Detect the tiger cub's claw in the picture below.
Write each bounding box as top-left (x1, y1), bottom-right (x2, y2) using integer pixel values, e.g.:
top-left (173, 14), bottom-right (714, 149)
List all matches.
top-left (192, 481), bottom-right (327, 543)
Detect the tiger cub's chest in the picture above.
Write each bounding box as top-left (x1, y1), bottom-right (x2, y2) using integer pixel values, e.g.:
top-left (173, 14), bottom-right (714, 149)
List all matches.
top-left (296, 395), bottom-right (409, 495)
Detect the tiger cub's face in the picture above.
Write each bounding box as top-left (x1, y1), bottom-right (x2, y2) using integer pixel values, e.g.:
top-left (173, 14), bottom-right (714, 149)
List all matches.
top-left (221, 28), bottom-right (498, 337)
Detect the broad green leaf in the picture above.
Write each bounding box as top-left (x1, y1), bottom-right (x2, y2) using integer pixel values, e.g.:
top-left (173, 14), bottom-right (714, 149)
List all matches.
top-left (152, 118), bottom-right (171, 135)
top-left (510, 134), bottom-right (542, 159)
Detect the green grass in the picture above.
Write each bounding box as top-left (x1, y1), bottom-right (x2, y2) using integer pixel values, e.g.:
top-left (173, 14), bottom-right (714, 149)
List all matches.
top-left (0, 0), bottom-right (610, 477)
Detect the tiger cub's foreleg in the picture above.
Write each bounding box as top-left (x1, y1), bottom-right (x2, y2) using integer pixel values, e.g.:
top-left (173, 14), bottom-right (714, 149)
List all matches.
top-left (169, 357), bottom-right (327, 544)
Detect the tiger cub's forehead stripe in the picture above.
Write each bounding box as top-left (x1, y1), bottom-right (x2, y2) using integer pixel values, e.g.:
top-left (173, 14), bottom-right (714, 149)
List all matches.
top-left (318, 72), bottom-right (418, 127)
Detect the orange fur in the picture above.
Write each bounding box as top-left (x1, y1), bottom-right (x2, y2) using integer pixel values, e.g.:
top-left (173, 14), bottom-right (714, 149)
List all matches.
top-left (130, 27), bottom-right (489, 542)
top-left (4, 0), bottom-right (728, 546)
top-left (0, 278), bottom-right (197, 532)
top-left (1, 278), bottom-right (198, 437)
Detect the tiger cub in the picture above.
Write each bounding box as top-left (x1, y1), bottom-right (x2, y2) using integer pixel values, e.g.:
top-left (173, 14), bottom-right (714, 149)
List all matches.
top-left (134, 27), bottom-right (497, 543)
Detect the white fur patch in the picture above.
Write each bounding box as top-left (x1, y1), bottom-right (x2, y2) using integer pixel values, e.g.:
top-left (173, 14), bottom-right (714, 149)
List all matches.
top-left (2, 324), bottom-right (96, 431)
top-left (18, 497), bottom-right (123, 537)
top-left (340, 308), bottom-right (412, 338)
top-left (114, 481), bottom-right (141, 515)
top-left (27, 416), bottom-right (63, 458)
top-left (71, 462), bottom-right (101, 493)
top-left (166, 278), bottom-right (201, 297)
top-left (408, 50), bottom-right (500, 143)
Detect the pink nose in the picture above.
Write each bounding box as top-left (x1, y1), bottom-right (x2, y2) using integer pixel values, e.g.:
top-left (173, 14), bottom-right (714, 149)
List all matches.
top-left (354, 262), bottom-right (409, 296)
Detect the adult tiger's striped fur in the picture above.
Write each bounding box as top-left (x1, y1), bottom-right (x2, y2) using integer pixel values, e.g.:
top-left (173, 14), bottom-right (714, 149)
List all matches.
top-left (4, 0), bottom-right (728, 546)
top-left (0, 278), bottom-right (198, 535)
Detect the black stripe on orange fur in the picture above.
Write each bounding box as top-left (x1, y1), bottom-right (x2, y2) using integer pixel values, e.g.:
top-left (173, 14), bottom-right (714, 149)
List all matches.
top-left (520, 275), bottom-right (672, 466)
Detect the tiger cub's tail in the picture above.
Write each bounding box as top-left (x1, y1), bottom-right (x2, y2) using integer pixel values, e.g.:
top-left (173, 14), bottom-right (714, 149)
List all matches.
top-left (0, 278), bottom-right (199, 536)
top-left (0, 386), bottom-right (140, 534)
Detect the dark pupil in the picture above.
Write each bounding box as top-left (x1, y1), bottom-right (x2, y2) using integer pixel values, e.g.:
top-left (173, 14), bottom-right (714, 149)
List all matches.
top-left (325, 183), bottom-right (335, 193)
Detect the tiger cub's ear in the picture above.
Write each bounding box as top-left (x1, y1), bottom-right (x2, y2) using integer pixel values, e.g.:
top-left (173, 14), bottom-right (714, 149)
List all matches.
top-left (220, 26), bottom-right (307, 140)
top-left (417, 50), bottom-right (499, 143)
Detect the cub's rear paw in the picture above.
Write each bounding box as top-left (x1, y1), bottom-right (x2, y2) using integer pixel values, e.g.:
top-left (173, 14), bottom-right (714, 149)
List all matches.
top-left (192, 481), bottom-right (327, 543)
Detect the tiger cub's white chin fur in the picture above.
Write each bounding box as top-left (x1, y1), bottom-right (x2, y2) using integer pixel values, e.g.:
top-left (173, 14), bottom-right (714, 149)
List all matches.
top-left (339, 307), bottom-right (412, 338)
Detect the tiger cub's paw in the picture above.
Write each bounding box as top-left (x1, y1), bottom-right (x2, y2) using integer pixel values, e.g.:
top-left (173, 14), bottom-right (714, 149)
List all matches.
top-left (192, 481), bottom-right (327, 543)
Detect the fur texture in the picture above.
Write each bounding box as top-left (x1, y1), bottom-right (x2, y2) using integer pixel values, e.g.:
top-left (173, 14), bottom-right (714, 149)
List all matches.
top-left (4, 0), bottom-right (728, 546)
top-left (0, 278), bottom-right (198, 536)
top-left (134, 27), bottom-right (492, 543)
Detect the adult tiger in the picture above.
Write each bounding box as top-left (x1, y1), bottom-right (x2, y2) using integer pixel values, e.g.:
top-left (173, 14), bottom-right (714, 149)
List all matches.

= = = = =

◆ **Task directions**:
Across all of the records above, how many lines include the string "orange"? Answer with one number only.

◆ **Task response**:
2